Directions.
With the pictures left out, copy the records below exactly from the first line down to the line holding "the car hood", and include that line.

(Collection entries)

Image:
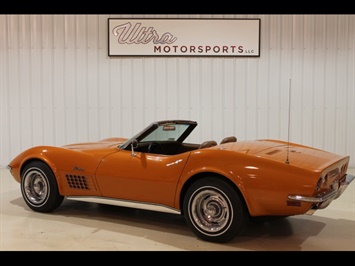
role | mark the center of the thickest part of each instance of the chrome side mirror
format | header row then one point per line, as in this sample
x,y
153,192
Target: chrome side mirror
x,y
134,145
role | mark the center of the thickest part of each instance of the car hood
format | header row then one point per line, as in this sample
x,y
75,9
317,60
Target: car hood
x,y
281,151
102,144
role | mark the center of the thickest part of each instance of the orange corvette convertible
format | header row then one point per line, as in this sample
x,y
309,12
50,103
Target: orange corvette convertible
x,y
217,187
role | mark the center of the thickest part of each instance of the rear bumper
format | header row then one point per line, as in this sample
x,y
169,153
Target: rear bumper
x,y
322,200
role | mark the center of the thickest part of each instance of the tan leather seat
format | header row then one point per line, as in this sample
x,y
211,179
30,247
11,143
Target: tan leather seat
x,y
229,139
208,143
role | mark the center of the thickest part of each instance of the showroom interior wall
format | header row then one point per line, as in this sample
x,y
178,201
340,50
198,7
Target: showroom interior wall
x,y
58,85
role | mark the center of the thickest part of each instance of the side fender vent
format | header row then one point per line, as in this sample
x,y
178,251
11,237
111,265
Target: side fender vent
x,y
80,182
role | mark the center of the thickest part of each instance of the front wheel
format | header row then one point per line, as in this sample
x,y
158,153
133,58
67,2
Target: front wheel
x,y
214,210
39,187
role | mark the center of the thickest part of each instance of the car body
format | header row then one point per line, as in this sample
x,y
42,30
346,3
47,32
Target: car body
x,y
217,187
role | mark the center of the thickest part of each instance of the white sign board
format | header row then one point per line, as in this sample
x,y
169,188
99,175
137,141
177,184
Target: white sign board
x,y
184,37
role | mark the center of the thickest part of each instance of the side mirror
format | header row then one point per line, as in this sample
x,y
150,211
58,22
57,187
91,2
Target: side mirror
x,y
134,145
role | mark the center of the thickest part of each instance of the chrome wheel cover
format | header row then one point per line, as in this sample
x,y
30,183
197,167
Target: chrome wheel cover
x,y
211,211
35,187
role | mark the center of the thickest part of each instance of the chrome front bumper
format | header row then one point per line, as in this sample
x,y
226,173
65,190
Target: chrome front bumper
x,y
322,200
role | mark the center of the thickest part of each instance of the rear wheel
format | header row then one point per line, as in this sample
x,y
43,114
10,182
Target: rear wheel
x,y
39,187
214,210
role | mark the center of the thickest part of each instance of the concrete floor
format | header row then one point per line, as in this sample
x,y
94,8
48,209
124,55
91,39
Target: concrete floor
x,y
80,226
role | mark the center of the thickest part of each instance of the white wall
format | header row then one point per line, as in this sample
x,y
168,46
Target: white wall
x,y
59,86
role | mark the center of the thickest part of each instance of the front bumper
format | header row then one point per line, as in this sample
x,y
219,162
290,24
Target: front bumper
x,y
322,200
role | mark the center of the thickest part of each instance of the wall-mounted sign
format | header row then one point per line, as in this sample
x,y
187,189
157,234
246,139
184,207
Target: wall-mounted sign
x,y
184,37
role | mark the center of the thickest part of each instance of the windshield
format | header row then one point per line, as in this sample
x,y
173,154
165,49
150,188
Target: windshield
x,y
166,132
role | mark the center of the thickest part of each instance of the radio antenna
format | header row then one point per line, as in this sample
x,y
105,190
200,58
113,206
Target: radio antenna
x,y
289,119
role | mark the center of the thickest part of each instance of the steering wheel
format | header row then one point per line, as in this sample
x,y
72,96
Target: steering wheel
x,y
156,147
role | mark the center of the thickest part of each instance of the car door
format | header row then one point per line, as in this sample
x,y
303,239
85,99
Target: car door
x,y
144,177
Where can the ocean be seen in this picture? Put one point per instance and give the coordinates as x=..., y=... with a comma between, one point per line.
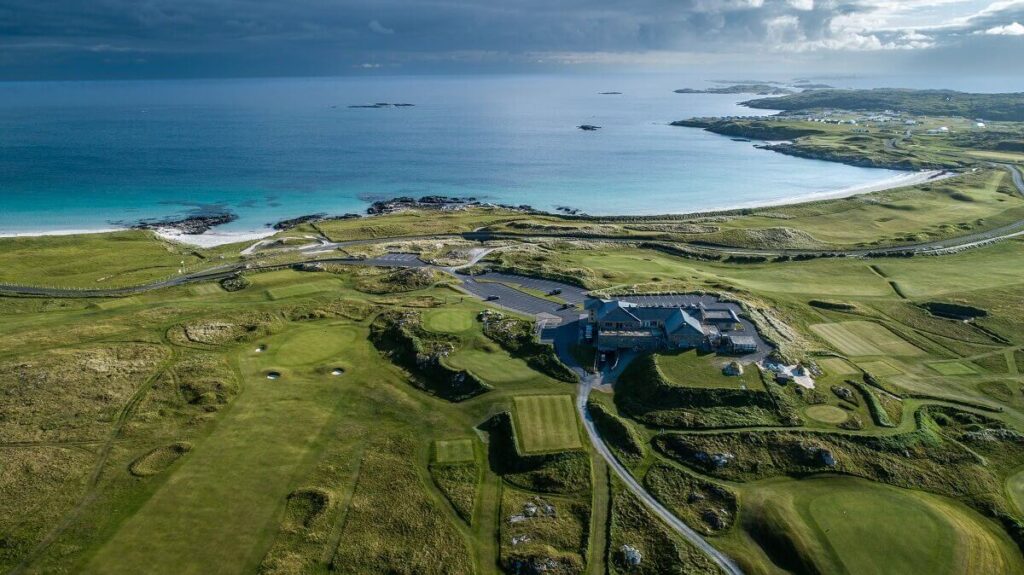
x=88, y=156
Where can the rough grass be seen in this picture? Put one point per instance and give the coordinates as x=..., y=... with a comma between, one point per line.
x=38, y=485
x=159, y=459
x=864, y=338
x=392, y=524
x=643, y=393
x=543, y=533
x=692, y=368
x=546, y=423
x=704, y=505
x=632, y=524
x=72, y=394
x=620, y=435
x=460, y=484
x=304, y=289
x=454, y=451
x=383, y=280
x=94, y=260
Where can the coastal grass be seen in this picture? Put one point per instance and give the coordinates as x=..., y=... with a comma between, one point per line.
x=305, y=289
x=696, y=369
x=454, y=450
x=95, y=261
x=546, y=423
x=846, y=525
x=1015, y=489
x=246, y=465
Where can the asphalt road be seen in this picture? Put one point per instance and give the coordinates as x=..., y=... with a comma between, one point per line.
x=722, y=560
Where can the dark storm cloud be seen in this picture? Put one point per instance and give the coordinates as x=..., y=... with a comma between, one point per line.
x=72, y=38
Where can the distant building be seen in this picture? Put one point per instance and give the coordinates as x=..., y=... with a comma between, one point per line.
x=739, y=344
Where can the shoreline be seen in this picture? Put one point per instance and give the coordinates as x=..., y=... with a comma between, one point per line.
x=213, y=238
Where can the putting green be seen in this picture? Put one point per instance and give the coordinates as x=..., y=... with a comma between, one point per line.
x=546, y=423
x=449, y=320
x=826, y=413
x=311, y=346
x=847, y=525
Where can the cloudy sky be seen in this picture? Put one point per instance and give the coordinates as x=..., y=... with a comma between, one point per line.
x=76, y=39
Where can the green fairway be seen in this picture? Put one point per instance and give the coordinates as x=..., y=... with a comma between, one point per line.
x=305, y=289
x=837, y=366
x=953, y=368
x=454, y=450
x=310, y=346
x=826, y=413
x=546, y=423
x=449, y=320
x=880, y=368
x=863, y=338
x=843, y=525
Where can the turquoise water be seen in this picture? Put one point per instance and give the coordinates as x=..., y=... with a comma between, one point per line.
x=88, y=156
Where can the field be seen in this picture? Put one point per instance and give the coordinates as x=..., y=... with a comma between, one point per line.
x=864, y=338
x=852, y=526
x=546, y=423
x=454, y=450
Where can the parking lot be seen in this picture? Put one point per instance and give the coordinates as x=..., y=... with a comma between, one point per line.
x=514, y=300
x=570, y=294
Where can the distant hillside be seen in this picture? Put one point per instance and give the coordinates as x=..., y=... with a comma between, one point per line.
x=932, y=102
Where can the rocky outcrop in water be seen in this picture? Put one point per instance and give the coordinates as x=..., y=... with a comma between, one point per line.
x=427, y=202
x=190, y=225
x=311, y=218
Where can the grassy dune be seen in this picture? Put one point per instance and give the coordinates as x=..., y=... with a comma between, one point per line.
x=95, y=260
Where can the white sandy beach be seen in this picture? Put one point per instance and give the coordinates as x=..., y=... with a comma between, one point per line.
x=214, y=237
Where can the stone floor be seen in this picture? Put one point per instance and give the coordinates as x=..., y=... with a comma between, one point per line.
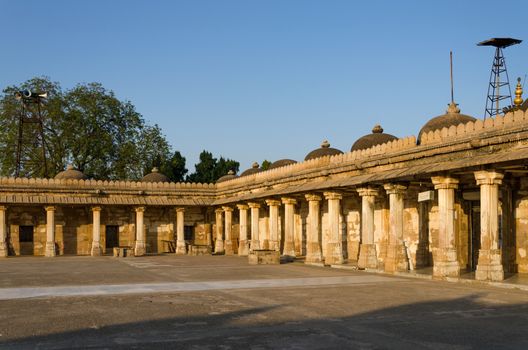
x=220, y=302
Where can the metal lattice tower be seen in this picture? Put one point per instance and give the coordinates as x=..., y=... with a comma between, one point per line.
x=31, y=144
x=499, y=85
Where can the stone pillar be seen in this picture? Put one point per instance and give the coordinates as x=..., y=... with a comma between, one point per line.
x=243, y=247
x=446, y=258
x=334, y=247
x=96, y=232
x=229, y=244
x=396, y=259
x=489, y=266
x=368, y=257
x=50, y=232
x=219, y=243
x=141, y=245
x=181, y=248
x=289, y=226
x=3, y=232
x=274, y=243
x=314, y=254
x=255, y=211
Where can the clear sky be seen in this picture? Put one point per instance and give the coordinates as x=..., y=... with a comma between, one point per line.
x=253, y=80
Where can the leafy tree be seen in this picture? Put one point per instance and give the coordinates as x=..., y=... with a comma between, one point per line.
x=265, y=164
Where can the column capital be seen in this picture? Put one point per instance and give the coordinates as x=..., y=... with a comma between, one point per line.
x=444, y=182
x=312, y=197
x=333, y=195
x=219, y=211
x=367, y=191
x=227, y=209
x=395, y=188
x=273, y=202
x=488, y=177
x=242, y=206
x=287, y=200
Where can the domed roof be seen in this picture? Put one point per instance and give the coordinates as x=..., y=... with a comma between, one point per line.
x=376, y=138
x=253, y=170
x=281, y=162
x=451, y=117
x=325, y=150
x=71, y=174
x=230, y=175
x=155, y=176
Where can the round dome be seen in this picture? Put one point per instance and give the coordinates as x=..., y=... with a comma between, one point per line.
x=71, y=174
x=230, y=175
x=452, y=117
x=253, y=170
x=376, y=138
x=155, y=176
x=281, y=162
x=325, y=150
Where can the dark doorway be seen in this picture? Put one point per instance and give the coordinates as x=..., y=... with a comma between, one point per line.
x=25, y=238
x=112, y=236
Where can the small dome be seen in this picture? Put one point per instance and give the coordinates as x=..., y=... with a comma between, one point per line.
x=325, y=150
x=452, y=117
x=281, y=162
x=230, y=175
x=376, y=138
x=255, y=168
x=155, y=176
x=70, y=174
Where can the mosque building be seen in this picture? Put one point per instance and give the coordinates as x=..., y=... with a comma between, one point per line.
x=454, y=198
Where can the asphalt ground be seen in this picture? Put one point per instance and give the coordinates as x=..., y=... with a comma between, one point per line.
x=221, y=302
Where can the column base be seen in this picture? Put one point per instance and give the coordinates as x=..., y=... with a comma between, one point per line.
x=368, y=259
x=181, y=248
x=219, y=246
x=243, y=248
x=228, y=246
x=489, y=267
x=313, y=253
x=334, y=254
x=50, y=250
x=446, y=263
x=96, y=249
x=289, y=249
x=4, y=250
x=396, y=260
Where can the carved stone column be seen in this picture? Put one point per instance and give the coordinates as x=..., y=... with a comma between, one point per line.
x=229, y=244
x=289, y=226
x=255, y=209
x=50, y=232
x=96, y=232
x=141, y=245
x=489, y=265
x=314, y=253
x=334, y=247
x=243, y=248
x=396, y=253
x=3, y=232
x=181, y=248
x=219, y=243
x=446, y=258
x=368, y=257
x=274, y=243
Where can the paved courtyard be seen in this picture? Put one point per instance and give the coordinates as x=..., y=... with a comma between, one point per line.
x=220, y=302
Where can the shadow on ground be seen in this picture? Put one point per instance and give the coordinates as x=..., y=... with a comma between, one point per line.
x=463, y=323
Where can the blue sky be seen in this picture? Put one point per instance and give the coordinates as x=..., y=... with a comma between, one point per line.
x=253, y=80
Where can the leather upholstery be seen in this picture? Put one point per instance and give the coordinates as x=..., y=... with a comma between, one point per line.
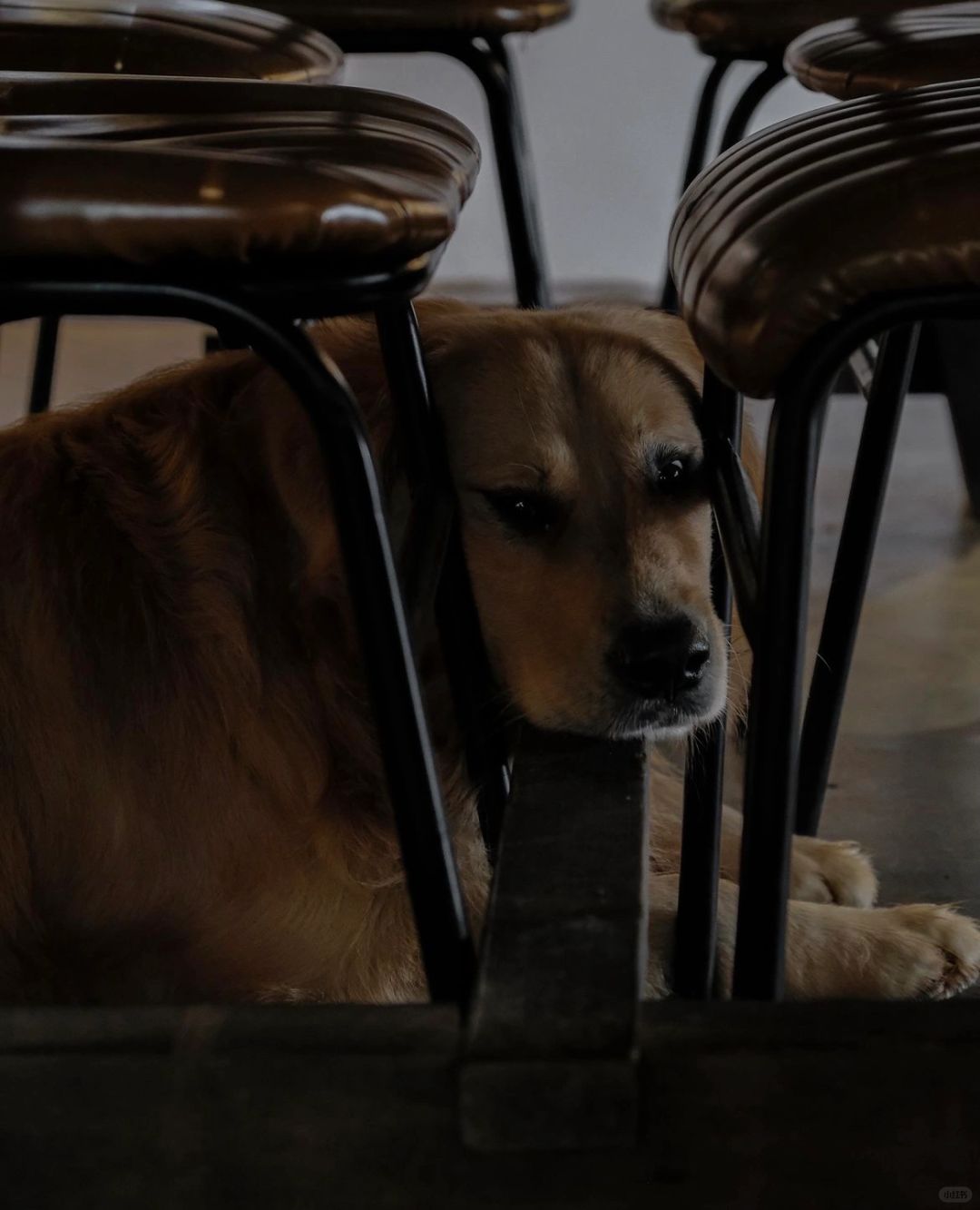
x=109, y=208
x=424, y=153
x=759, y=29
x=362, y=17
x=858, y=58
x=227, y=171
x=793, y=226
x=207, y=37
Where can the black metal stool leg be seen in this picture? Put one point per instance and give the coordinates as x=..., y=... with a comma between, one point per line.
x=703, y=784
x=772, y=741
x=387, y=650
x=851, y=569
x=45, y=355
x=958, y=364
x=697, y=152
x=753, y=95
x=490, y=62
x=443, y=566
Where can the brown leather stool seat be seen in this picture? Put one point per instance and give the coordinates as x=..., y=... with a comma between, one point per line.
x=758, y=29
x=207, y=37
x=782, y=235
x=858, y=58
x=224, y=212
x=391, y=173
x=428, y=15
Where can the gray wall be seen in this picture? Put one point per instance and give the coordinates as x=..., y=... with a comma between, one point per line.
x=609, y=97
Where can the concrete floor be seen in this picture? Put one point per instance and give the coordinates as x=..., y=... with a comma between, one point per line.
x=907, y=769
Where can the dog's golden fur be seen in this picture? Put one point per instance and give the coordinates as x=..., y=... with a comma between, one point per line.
x=191, y=798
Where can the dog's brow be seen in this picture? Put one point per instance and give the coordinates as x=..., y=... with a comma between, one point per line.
x=668, y=369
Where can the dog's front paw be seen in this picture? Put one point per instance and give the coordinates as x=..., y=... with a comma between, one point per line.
x=826, y=871
x=929, y=952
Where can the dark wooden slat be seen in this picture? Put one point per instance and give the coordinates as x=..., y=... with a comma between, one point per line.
x=551, y=1048
x=743, y=1107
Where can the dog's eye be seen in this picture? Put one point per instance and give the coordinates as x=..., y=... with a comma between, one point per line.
x=671, y=473
x=528, y=513
x=675, y=475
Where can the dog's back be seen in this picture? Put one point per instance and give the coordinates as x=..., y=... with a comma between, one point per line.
x=165, y=701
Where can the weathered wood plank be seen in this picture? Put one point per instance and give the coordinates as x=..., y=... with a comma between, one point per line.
x=551, y=1046
x=742, y=1107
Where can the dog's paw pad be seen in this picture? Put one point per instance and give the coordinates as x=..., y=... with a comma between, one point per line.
x=831, y=872
x=938, y=954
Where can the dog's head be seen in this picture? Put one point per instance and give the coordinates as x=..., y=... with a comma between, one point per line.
x=577, y=458
x=576, y=454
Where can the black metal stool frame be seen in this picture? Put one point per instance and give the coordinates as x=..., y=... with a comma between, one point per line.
x=268, y=315
x=773, y=741
x=736, y=124
x=489, y=61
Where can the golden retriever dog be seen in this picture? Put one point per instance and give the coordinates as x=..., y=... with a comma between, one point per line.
x=191, y=805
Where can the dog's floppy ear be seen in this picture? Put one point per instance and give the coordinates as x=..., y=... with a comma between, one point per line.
x=289, y=449
x=286, y=451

Your response.
Image:
role | mark the center of the thickest part of each instance of the chrome side mirror
format | header row then one point per line, as in this sample
x,y
153,192
Target: chrome side mirror
x,y
134,145
role | mark the center of the thickest part of each instance of the car hood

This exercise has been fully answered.